### WHAT IS BEING ASKED
Convert the part of the material that opens with the line containing "of the bare" and closes with the line containing "point(63, 385)", both included, into a Markdown table with the columns Row and Material line, leaving out blank lines.

### EXERCISE INPUT
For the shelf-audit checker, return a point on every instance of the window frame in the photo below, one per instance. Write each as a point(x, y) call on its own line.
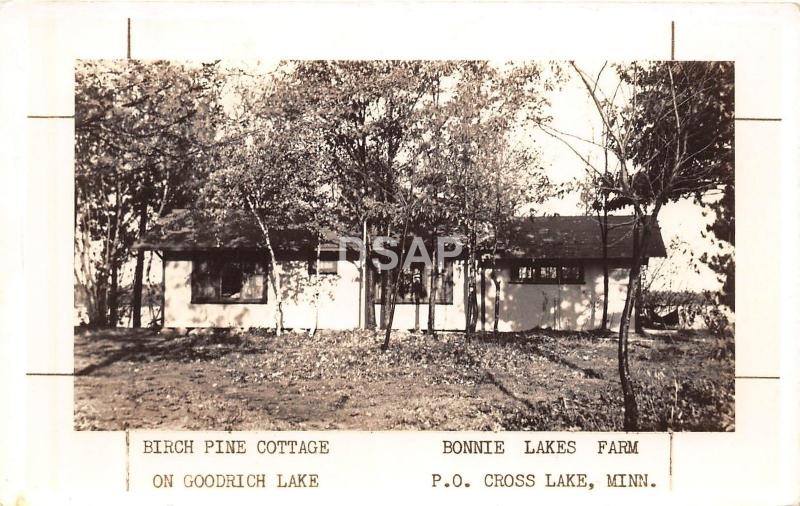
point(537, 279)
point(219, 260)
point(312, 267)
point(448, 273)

--

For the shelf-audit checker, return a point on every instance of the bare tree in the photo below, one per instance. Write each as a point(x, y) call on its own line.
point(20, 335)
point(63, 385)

### THE RESULT
| Row | Material line |
|---|---|
| 1 | For the shelf-audit checker, return a point on every instance of the bare tree in the photo below, one per instance. Write each as a point(x, y) call on its own line. |
| 2 | point(20, 335) |
| 3 | point(63, 385) |